§ SELECTION:
I suppose if everyone comments on these constant arguments as being "tiresome" maybe we are approaching a community consensus of what constitutes the sign for "tiresome" in a Peircean sense. I find it interesting that Peirce held the ethics of all of this as separate from the semiotic process.

If you would, and this is directed specifically to Jon, please cease from my perspective this practice:

On 11/4/2016 9:50 PM, Jon Alan Schmidt wrote:
Edwina, List:

I frankly find it amusing that you think I am "upset and angry" about any of this.  I am quite comfortable with my assessment here, and once again leave it to the good judgment of the List community to separate the wheat from the chaff.

These are arguments that you and Edwina choose to pursue ad infinitum. Please cease in asking readers of this list to either be on your side or not. My "good judgment" is to wish not to hear fruitless arguments pursued to exhaustion, looking for the last word, and certainly not be asked to weigh in (even in my own mind) on which tiresome argument holds sway.

§ EXERCISES TO COMPLETE:
1) In the message, what does the writer say Peirce held as separate from the semiotic process?
2) Which lines in the entries contain the word "tile"? Copy each of them.

§ DATA FOR THE TASK:
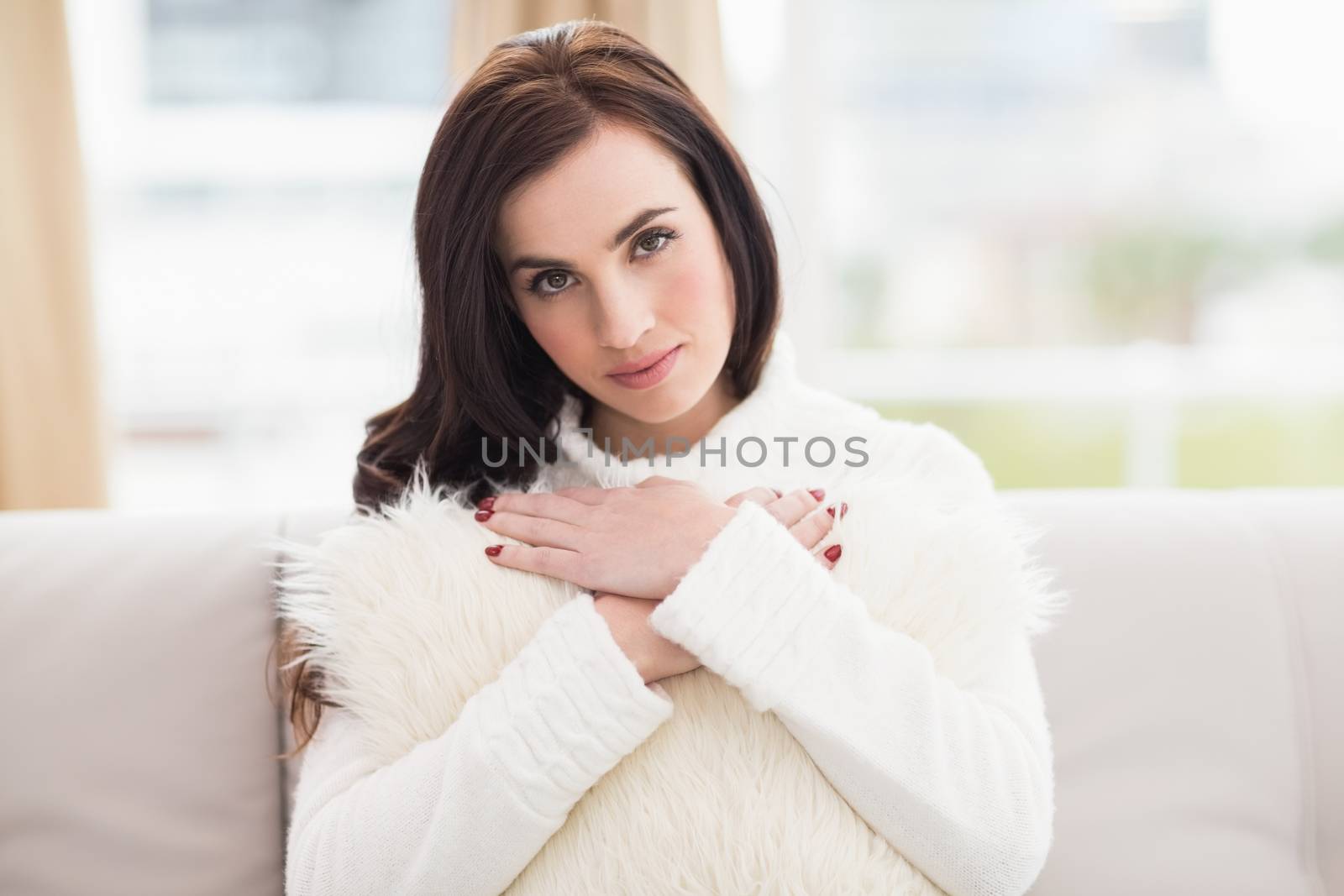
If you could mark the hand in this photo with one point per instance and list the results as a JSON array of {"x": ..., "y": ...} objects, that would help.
[
  {"x": 628, "y": 618},
  {"x": 795, "y": 512},
  {"x": 652, "y": 654},
  {"x": 636, "y": 542}
]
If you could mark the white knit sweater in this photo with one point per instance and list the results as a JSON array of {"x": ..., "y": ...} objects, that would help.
[{"x": 887, "y": 731}]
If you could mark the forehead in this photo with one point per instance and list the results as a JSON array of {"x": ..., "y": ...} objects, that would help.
[{"x": 591, "y": 192}]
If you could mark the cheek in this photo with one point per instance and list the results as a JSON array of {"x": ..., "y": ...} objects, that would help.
[
  {"x": 696, "y": 289},
  {"x": 561, "y": 338}
]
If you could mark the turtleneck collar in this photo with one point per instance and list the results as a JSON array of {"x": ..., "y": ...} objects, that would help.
[{"x": 749, "y": 417}]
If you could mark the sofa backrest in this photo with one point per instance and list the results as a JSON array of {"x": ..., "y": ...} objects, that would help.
[{"x": 1189, "y": 688}]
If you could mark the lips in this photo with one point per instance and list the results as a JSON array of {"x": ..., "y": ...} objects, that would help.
[
  {"x": 651, "y": 375},
  {"x": 640, "y": 364}
]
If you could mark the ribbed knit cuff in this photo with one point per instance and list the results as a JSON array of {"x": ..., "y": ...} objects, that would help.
[
  {"x": 568, "y": 710},
  {"x": 748, "y": 605}
]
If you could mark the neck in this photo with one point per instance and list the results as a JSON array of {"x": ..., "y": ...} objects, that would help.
[{"x": 611, "y": 426}]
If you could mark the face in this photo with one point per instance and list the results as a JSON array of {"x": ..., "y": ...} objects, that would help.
[{"x": 612, "y": 258}]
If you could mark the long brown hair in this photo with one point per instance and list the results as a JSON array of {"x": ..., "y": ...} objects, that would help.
[{"x": 481, "y": 375}]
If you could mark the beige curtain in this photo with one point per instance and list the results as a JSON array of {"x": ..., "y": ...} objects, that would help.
[
  {"x": 53, "y": 432},
  {"x": 685, "y": 34}
]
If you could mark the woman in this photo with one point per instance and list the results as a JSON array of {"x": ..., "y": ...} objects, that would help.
[{"x": 627, "y": 606}]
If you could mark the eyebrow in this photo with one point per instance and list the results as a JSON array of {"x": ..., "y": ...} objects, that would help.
[{"x": 622, "y": 235}]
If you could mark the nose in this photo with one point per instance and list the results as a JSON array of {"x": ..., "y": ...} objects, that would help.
[{"x": 622, "y": 317}]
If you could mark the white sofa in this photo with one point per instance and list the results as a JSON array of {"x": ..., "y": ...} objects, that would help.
[{"x": 1195, "y": 691}]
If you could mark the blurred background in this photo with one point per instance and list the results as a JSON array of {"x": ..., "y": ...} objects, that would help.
[{"x": 1101, "y": 241}]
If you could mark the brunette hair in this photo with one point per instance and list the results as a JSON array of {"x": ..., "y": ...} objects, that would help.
[{"x": 481, "y": 375}]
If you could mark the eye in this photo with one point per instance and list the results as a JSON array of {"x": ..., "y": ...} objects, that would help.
[{"x": 644, "y": 239}]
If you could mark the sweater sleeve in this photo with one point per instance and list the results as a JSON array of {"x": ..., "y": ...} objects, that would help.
[
  {"x": 464, "y": 813},
  {"x": 958, "y": 781}
]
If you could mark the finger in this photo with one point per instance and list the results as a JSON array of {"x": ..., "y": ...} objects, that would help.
[
  {"x": 537, "y": 531},
  {"x": 759, "y": 495},
  {"x": 584, "y": 495},
  {"x": 812, "y": 528},
  {"x": 795, "y": 506},
  {"x": 830, "y": 557},
  {"x": 550, "y": 562},
  {"x": 656, "y": 481},
  {"x": 539, "y": 504}
]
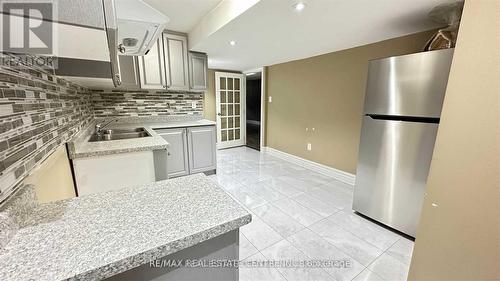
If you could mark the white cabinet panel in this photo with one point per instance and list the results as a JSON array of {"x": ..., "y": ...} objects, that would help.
[
  {"x": 177, "y": 159},
  {"x": 202, "y": 155},
  {"x": 198, "y": 67},
  {"x": 116, "y": 171},
  {"x": 176, "y": 61},
  {"x": 152, "y": 69}
]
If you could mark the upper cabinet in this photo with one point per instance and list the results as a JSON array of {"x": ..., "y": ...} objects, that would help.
[
  {"x": 198, "y": 68},
  {"x": 176, "y": 61},
  {"x": 152, "y": 68},
  {"x": 129, "y": 72},
  {"x": 167, "y": 65}
]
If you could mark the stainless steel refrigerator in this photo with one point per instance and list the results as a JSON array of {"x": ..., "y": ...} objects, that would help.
[{"x": 403, "y": 102}]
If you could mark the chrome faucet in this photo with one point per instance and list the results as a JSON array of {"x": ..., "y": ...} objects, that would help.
[{"x": 100, "y": 126}]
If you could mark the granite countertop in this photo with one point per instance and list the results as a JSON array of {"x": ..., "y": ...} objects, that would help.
[
  {"x": 80, "y": 147},
  {"x": 100, "y": 235}
]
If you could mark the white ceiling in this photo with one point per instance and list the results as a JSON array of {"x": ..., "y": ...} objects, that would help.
[
  {"x": 183, "y": 14},
  {"x": 272, "y": 32}
]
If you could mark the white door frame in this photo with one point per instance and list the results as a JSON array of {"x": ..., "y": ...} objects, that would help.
[
  {"x": 262, "y": 71},
  {"x": 243, "y": 121}
]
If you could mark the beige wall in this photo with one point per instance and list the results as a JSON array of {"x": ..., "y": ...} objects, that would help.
[
  {"x": 326, "y": 92},
  {"x": 459, "y": 239},
  {"x": 209, "y": 97}
]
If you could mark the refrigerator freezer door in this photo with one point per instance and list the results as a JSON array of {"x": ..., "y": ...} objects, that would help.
[
  {"x": 394, "y": 161},
  {"x": 410, "y": 85}
]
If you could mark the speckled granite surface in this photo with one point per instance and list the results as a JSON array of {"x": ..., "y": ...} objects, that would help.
[
  {"x": 80, "y": 147},
  {"x": 100, "y": 235}
]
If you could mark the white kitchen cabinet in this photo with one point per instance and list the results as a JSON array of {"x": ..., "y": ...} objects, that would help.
[
  {"x": 152, "y": 68},
  {"x": 115, "y": 171},
  {"x": 191, "y": 150},
  {"x": 129, "y": 73},
  {"x": 177, "y": 156},
  {"x": 198, "y": 68},
  {"x": 176, "y": 61},
  {"x": 201, "y": 147}
]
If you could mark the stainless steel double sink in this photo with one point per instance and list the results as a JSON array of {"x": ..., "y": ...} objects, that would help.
[{"x": 119, "y": 134}]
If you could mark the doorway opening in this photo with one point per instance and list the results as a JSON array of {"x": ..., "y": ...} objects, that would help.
[{"x": 253, "y": 109}]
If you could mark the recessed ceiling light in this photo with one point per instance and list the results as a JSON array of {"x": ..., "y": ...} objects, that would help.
[{"x": 299, "y": 6}]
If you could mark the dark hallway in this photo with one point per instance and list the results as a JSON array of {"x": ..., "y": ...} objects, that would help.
[{"x": 253, "y": 103}]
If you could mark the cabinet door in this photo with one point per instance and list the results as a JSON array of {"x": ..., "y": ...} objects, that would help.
[
  {"x": 176, "y": 61},
  {"x": 198, "y": 67},
  {"x": 152, "y": 69},
  {"x": 129, "y": 72},
  {"x": 177, "y": 156},
  {"x": 201, "y": 141}
]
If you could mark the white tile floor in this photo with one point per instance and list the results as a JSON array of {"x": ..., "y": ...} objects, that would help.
[{"x": 302, "y": 215}]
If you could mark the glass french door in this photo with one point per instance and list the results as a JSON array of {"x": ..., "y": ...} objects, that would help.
[{"x": 230, "y": 105}]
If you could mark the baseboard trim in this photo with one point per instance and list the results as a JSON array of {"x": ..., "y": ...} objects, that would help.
[{"x": 340, "y": 175}]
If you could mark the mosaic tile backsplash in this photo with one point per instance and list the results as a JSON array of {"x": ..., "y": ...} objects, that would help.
[
  {"x": 38, "y": 113},
  {"x": 146, "y": 103}
]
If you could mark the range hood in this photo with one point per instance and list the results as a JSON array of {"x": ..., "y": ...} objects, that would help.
[
  {"x": 129, "y": 28},
  {"x": 132, "y": 27},
  {"x": 89, "y": 37},
  {"x": 139, "y": 26}
]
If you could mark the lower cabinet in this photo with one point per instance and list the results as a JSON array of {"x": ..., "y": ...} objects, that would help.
[
  {"x": 110, "y": 172},
  {"x": 192, "y": 150},
  {"x": 201, "y": 142},
  {"x": 177, "y": 155}
]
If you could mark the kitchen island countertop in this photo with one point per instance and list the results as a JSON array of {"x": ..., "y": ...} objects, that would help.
[{"x": 100, "y": 235}]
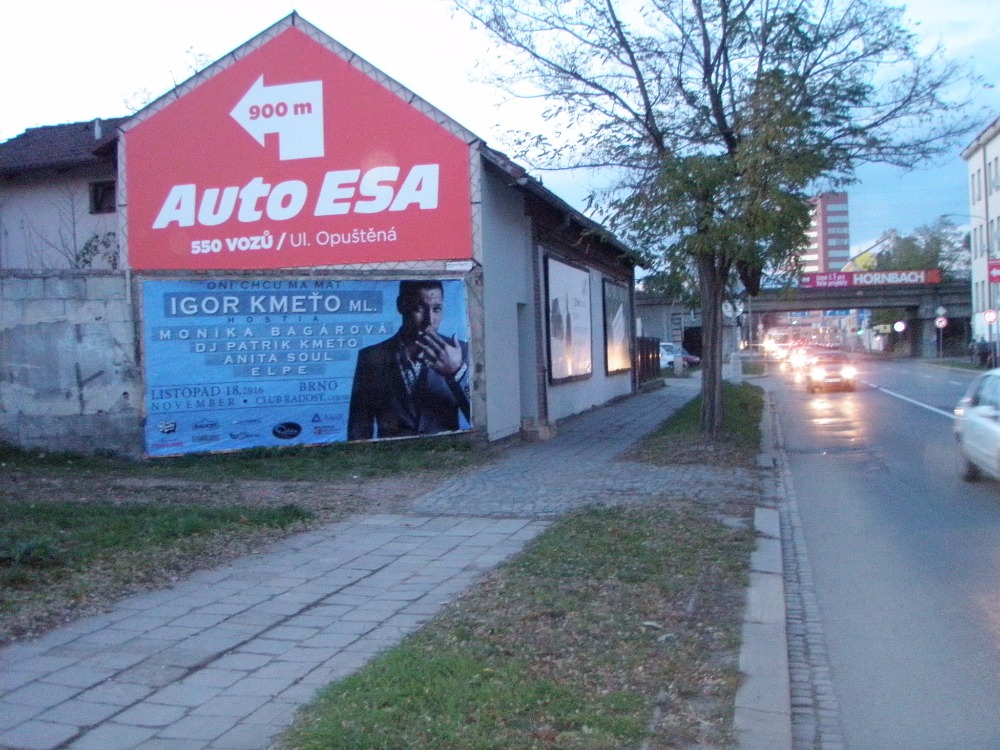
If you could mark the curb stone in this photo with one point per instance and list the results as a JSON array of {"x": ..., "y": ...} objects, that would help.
[{"x": 763, "y": 715}]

§ ANSWERS FOR THE EXERCISE:
1) The ethics of all of this.

2)
If you could mark the white tile floor in this photo with one point per instance and list the results as a JSON array of {"x": ..., "y": ...} objects, that would help.
If you could mark the mosaic tile backsplash in this photo with one point per instance and list the results as a JSON array of {"x": ..., "y": ...} objects, that would help.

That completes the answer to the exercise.